Work to complete: Locate each line in the material below that contains the word "forehead", and copy those lines.

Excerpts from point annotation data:
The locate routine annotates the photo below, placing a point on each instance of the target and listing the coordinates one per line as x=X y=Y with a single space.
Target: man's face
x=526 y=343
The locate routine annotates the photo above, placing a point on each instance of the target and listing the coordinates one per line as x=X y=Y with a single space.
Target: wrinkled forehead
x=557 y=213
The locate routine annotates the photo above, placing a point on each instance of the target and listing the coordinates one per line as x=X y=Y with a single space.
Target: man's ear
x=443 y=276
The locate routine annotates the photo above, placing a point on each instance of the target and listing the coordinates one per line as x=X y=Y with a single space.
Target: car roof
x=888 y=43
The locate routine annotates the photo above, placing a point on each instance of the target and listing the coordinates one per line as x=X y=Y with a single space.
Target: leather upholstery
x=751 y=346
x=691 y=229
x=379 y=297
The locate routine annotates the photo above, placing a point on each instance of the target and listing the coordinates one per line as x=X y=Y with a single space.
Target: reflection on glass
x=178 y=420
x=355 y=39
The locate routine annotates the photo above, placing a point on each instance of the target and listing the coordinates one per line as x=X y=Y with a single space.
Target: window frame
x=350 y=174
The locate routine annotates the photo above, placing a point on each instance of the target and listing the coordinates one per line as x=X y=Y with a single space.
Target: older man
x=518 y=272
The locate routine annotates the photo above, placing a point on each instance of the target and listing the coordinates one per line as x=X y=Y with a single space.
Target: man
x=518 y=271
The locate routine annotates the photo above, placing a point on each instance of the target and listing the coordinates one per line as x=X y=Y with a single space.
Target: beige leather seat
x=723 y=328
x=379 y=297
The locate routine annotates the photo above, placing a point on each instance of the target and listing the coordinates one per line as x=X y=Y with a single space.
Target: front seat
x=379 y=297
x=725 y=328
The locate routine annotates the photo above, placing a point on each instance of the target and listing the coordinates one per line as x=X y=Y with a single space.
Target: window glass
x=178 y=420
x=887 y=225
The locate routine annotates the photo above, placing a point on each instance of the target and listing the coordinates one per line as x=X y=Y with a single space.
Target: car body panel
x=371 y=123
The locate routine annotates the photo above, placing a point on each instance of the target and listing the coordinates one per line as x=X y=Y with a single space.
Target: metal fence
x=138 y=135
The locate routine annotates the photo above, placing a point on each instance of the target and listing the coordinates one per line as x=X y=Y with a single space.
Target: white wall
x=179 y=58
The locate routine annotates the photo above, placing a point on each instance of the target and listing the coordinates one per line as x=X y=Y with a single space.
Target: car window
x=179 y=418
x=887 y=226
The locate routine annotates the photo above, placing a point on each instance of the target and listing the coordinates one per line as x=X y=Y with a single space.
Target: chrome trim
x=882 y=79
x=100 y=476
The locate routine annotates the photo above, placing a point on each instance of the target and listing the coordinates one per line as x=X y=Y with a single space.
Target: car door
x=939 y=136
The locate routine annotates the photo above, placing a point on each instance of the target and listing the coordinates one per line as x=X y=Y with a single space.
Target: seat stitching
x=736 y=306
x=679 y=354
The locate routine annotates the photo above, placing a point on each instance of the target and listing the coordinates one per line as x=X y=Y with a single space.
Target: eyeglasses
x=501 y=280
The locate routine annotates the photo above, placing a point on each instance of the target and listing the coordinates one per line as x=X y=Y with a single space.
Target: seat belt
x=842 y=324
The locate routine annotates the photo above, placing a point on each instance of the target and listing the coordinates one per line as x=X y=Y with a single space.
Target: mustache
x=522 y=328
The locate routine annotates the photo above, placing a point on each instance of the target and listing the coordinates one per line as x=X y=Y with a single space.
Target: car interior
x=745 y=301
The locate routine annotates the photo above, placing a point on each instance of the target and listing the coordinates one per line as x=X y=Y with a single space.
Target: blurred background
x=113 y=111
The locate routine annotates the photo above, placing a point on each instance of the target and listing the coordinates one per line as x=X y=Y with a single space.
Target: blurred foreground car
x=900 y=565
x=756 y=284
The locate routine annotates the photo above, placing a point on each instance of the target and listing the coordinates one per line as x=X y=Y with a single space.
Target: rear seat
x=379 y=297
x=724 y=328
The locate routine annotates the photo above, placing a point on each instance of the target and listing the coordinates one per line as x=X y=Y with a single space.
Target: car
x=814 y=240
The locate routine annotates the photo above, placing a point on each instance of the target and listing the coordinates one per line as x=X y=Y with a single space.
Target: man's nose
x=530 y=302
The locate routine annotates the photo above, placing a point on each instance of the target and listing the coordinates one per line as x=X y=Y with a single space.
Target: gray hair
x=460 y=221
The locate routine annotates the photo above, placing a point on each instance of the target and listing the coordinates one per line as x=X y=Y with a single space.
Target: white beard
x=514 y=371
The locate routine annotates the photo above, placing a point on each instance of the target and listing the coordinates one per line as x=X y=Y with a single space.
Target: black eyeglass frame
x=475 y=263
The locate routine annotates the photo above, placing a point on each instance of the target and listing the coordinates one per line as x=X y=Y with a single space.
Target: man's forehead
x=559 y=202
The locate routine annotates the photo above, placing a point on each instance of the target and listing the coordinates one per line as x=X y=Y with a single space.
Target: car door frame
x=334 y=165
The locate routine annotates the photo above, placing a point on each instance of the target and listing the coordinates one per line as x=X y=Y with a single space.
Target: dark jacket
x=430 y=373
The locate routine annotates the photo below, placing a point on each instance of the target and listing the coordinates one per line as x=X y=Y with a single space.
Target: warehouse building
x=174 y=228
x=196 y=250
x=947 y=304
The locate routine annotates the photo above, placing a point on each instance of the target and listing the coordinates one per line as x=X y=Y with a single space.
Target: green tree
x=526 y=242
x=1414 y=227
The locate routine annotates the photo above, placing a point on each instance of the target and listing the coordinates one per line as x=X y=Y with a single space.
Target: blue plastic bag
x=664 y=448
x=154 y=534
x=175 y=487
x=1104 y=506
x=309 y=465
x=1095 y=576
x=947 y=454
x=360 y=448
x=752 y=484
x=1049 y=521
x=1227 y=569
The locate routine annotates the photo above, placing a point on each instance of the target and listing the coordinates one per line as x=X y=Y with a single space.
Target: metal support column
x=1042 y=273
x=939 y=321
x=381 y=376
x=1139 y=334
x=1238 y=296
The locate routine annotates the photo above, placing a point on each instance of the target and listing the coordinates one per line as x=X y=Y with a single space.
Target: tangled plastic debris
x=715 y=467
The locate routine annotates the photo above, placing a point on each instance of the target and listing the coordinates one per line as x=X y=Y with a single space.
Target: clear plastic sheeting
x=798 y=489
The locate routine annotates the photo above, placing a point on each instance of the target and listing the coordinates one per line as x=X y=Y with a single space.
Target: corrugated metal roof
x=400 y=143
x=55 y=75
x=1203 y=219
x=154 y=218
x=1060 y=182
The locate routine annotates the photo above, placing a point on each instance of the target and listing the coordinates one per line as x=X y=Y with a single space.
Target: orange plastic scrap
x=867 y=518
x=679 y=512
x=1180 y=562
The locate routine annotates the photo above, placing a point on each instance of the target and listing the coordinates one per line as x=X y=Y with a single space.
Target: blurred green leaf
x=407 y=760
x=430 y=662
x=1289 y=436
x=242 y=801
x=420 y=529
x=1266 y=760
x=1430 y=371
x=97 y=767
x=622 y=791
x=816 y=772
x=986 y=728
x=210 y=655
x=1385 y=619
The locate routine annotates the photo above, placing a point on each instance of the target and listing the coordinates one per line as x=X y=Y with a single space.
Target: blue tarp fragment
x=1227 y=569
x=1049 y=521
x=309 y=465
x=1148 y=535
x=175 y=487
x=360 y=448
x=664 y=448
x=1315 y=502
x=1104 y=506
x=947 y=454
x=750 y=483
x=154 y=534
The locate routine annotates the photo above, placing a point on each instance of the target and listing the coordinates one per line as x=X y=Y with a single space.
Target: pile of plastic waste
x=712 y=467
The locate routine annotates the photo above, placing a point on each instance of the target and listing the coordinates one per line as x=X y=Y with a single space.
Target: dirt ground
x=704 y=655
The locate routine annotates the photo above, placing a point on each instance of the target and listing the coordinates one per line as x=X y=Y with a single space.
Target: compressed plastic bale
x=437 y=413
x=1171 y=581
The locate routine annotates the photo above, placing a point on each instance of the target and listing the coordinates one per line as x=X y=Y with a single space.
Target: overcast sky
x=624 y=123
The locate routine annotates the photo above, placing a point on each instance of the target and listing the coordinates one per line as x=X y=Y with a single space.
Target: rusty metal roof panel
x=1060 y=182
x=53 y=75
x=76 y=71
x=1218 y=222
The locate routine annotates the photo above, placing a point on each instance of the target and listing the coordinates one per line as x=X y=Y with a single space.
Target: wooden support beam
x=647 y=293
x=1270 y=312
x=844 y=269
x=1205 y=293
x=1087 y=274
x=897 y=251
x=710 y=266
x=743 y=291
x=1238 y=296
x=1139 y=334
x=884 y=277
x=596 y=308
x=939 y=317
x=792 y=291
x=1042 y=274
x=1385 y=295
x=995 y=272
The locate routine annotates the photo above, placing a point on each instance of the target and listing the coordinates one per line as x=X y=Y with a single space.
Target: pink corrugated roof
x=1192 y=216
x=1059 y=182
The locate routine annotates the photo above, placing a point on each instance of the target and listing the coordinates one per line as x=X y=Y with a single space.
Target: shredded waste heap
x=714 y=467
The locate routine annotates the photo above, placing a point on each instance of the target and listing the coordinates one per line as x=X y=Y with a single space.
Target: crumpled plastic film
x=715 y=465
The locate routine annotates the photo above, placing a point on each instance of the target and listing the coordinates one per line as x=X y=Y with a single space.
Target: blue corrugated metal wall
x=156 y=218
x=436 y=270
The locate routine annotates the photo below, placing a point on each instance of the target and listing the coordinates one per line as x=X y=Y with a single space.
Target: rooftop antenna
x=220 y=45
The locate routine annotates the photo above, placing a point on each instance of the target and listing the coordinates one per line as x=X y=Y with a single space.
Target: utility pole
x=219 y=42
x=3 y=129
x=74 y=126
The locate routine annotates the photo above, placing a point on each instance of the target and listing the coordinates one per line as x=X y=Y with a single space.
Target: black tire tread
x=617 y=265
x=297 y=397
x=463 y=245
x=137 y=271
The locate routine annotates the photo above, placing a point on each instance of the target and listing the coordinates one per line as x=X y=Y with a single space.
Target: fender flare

Written solution:
Target: wrinkled forehead
Target: man's forehead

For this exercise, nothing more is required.